- Task description:
Look in the data below for the line that contains "TARGET: power line". Copy that line and the remaining lines exactly.
--- BEGIN ---
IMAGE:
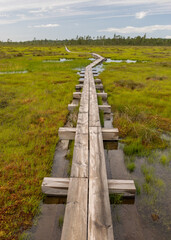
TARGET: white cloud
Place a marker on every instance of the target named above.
(45, 26)
(131, 29)
(39, 5)
(141, 15)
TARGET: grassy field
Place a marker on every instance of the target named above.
(33, 106)
(140, 96)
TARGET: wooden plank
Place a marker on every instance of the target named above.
(66, 133)
(75, 220)
(79, 86)
(99, 87)
(72, 106)
(99, 219)
(97, 81)
(105, 108)
(77, 95)
(110, 134)
(59, 186)
(102, 95)
(94, 119)
(121, 186)
(69, 133)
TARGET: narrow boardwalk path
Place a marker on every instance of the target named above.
(87, 214)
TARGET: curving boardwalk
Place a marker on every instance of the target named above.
(87, 213)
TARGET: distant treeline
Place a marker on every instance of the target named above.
(101, 40)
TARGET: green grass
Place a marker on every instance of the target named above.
(140, 96)
(34, 105)
(165, 160)
(61, 220)
(32, 108)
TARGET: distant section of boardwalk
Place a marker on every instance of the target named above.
(87, 213)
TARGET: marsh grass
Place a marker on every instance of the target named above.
(32, 108)
(140, 96)
(70, 155)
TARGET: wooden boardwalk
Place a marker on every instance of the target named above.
(87, 213)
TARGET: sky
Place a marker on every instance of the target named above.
(22, 20)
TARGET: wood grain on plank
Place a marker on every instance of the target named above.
(75, 221)
(99, 219)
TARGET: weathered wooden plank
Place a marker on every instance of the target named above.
(99, 219)
(72, 106)
(110, 134)
(69, 133)
(66, 133)
(97, 81)
(59, 186)
(102, 95)
(99, 87)
(77, 95)
(75, 220)
(79, 86)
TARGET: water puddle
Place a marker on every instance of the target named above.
(59, 60)
(14, 72)
(150, 216)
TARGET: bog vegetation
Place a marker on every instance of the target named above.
(33, 105)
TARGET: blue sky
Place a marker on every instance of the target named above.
(22, 20)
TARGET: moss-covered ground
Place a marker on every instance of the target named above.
(33, 106)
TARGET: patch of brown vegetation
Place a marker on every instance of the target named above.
(156, 78)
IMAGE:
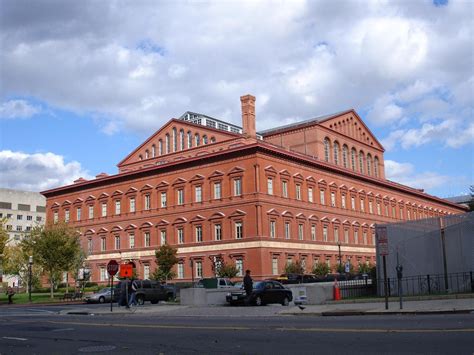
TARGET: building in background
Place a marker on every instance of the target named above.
(22, 210)
(311, 191)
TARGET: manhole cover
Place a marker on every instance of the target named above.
(98, 348)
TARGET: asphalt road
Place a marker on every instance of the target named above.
(40, 330)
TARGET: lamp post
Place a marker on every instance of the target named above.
(30, 276)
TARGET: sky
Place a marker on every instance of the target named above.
(83, 83)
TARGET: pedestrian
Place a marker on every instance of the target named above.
(10, 293)
(248, 285)
(133, 293)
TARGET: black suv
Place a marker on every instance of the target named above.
(148, 290)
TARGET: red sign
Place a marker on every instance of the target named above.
(126, 270)
(382, 241)
(112, 267)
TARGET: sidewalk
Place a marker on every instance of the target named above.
(465, 305)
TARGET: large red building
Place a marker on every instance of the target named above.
(259, 200)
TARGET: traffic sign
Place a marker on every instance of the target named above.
(126, 270)
(112, 267)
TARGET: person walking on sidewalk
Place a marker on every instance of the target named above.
(248, 285)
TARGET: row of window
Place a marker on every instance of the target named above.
(358, 160)
(171, 143)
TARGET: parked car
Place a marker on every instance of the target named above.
(148, 290)
(215, 282)
(101, 296)
(264, 292)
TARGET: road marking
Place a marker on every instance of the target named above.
(15, 338)
(320, 330)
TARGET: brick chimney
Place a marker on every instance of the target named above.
(248, 116)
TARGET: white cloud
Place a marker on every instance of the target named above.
(18, 109)
(37, 172)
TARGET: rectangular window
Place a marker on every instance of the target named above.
(321, 197)
(284, 188)
(198, 234)
(180, 271)
(239, 264)
(217, 190)
(217, 232)
(147, 202)
(270, 186)
(199, 269)
(275, 266)
(117, 206)
(272, 229)
(198, 193)
(163, 199)
(237, 187)
(89, 246)
(162, 237)
(298, 191)
(180, 193)
(238, 230)
(146, 272)
(180, 236)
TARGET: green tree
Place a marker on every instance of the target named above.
(166, 259)
(55, 247)
(321, 269)
(295, 267)
(227, 270)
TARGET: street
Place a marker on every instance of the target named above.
(218, 330)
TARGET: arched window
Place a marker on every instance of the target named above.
(167, 143)
(326, 149)
(345, 151)
(181, 139)
(336, 153)
(369, 164)
(353, 158)
(175, 140)
(376, 167)
(190, 140)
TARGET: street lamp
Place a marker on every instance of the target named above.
(30, 276)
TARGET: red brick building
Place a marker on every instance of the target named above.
(254, 199)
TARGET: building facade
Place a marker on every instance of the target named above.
(258, 200)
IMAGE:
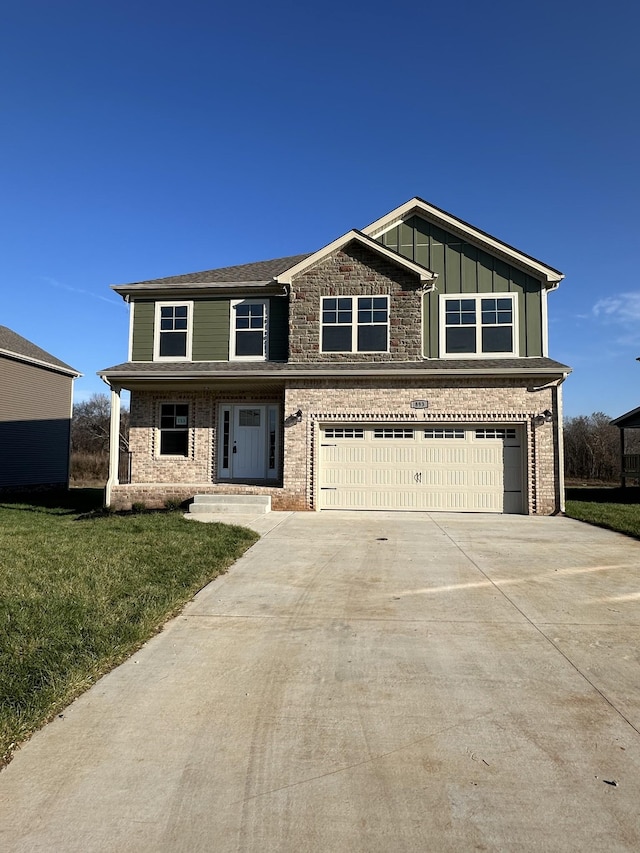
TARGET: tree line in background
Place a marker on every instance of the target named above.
(592, 448)
(90, 426)
(591, 444)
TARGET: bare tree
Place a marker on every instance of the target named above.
(592, 448)
(90, 426)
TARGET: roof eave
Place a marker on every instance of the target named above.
(329, 371)
(125, 290)
(427, 277)
(59, 368)
(550, 276)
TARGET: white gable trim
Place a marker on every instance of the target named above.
(427, 278)
(550, 276)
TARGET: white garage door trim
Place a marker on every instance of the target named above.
(423, 467)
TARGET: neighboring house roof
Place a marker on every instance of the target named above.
(437, 366)
(17, 347)
(630, 420)
(417, 206)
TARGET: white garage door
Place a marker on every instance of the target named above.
(465, 469)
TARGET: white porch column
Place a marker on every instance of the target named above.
(114, 444)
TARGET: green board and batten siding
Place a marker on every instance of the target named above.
(142, 345)
(464, 268)
(211, 319)
(210, 330)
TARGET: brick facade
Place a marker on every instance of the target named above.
(459, 401)
(352, 271)
(356, 271)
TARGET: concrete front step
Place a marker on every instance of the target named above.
(239, 504)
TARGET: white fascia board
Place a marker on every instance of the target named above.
(551, 277)
(426, 276)
(107, 376)
(128, 290)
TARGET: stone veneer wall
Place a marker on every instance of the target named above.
(450, 401)
(356, 271)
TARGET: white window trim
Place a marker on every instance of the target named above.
(354, 322)
(479, 354)
(232, 330)
(156, 330)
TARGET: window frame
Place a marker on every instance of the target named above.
(182, 429)
(478, 325)
(355, 325)
(157, 331)
(233, 356)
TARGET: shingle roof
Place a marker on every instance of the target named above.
(15, 344)
(259, 271)
(202, 369)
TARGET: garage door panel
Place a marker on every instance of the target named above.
(466, 470)
(394, 455)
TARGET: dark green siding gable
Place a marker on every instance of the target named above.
(278, 328)
(142, 347)
(210, 330)
(465, 268)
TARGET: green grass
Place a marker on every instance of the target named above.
(624, 518)
(79, 592)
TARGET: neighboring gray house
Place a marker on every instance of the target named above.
(36, 400)
(404, 366)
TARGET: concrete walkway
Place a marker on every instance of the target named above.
(370, 683)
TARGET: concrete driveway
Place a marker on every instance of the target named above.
(375, 682)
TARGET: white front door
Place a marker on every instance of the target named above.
(249, 445)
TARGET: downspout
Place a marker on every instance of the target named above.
(560, 440)
(114, 444)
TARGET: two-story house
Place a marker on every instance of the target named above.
(404, 366)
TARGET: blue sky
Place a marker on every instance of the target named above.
(142, 140)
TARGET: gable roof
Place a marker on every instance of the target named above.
(279, 271)
(256, 274)
(417, 206)
(426, 276)
(15, 346)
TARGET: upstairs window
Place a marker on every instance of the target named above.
(355, 324)
(478, 325)
(174, 429)
(172, 338)
(249, 329)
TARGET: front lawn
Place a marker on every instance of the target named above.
(624, 518)
(80, 592)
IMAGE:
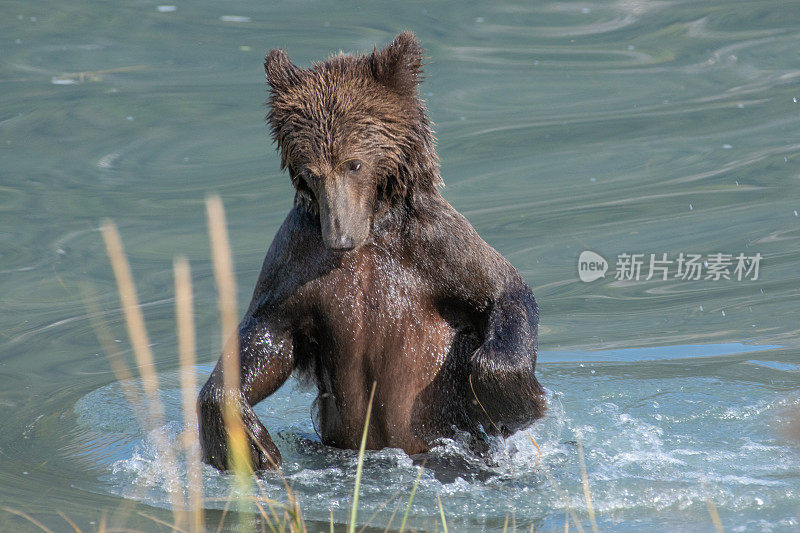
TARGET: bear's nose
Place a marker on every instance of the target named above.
(343, 243)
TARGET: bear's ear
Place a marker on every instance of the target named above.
(281, 72)
(399, 65)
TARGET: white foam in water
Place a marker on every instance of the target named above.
(655, 450)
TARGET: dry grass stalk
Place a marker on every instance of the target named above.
(586, 493)
(144, 358)
(184, 316)
(226, 294)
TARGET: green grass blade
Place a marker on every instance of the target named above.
(361, 449)
(441, 513)
(411, 498)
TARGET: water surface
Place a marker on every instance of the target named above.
(617, 127)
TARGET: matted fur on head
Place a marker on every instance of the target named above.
(363, 107)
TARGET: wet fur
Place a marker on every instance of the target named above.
(443, 324)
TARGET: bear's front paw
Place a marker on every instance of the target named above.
(214, 441)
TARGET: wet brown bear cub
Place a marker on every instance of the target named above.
(374, 277)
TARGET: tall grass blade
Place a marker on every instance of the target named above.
(361, 449)
(184, 316)
(240, 459)
(411, 498)
(441, 513)
(586, 493)
(144, 358)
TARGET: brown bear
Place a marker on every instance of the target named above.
(375, 277)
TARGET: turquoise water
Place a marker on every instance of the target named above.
(616, 127)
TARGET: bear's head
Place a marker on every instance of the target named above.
(354, 135)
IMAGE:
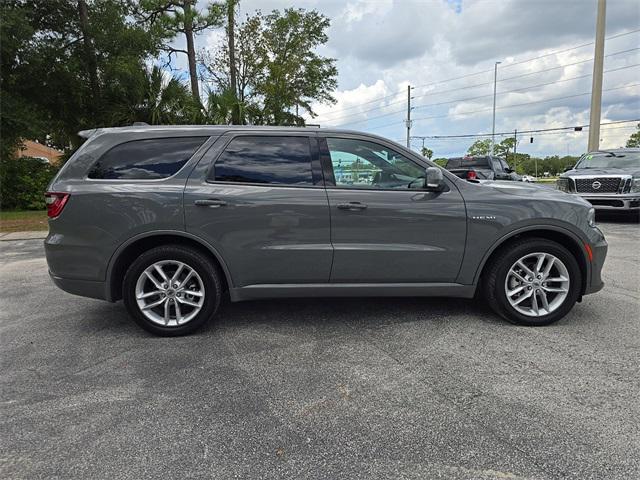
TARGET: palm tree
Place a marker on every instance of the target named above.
(154, 97)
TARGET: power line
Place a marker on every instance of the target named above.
(502, 108)
(487, 71)
(540, 130)
(488, 95)
(528, 103)
(473, 86)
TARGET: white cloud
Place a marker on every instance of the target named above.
(380, 46)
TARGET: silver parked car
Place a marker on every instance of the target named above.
(172, 219)
(609, 180)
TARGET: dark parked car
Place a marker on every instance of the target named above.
(481, 168)
(172, 219)
(609, 180)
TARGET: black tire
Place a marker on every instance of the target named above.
(207, 271)
(496, 274)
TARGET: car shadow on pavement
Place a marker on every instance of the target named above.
(361, 312)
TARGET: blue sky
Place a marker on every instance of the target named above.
(446, 49)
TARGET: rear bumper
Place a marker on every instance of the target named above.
(623, 202)
(599, 250)
(84, 288)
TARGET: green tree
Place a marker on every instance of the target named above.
(503, 148)
(634, 139)
(62, 62)
(154, 97)
(170, 18)
(480, 148)
(239, 90)
(278, 72)
(427, 152)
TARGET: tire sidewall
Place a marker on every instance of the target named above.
(193, 259)
(507, 261)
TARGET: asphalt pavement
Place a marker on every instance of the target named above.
(348, 388)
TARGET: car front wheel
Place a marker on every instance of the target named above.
(534, 282)
(171, 290)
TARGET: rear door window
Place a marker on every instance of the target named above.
(262, 159)
(148, 159)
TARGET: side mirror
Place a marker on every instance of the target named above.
(434, 179)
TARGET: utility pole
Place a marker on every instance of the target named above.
(596, 85)
(515, 149)
(493, 128)
(408, 121)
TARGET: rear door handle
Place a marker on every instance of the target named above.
(352, 206)
(210, 202)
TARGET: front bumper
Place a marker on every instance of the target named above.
(613, 202)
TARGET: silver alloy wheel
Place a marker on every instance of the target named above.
--- END ---
- Answer to the exercise:
TARGET: power line
Place a marker on every instance of the target named above.
(502, 108)
(487, 71)
(540, 130)
(488, 95)
(528, 103)
(473, 86)
TARGET: white cloud
Place a marker on every instance of the target named above.
(380, 46)
TARGET: silver parked car
Place a marker on every instance of the target named above.
(172, 219)
(609, 180)
TARGET: dark parked car
Place a marker on every instance of the target named above.
(481, 168)
(172, 219)
(609, 180)
TARGET: black tire
Place a marker on every instance of the target named above.
(207, 271)
(496, 274)
TARGET: car shadow on pavement
Place a marker on every instance of the target named above.
(361, 312)
TARGET: blue sky
Place a marker on every instance of the target named above.
(446, 49)
TARGET: rear bumper
Place a marker on every instance of the target named above.
(623, 202)
(599, 250)
(84, 288)
TARGET: green tree
Place a marker on every instance of the target named above.
(503, 148)
(634, 139)
(62, 62)
(154, 97)
(170, 18)
(480, 148)
(239, 90)
(278, 72)
(427, 152)
TARGET: tire sidewall
Place a marker on every instance of the target named above.
(193, 259)
(507, 261)
TARGET: asphalt pavement
Place a marker on every instance of the target named above.
(348, 388)
TARGET: car front wheel
Place a marker on every instance of the target named above.
(534, 282)
(171, 290)
TARGET: rear door window
Place a marker on every instance of the target named above.
(262, 159)
(148, 159)
TARGET: side mirror
Place a marker on every instance of the target named above.
(434, 179)
TARGET: utility pole
Place a marker on every instance of the target named above.
(596, 85)
(515, 149)
(493, 128)
(408, 121)
TARGET: rear door handle
Place a marker on every instance of the target named above.
(352, 206)
(210, 202)
TARGET: front bumper
Place a marker on every instance of the target named above.
(613, 202)
TARGET: silver alloy wheel
Place a marker on every instance of the target named above.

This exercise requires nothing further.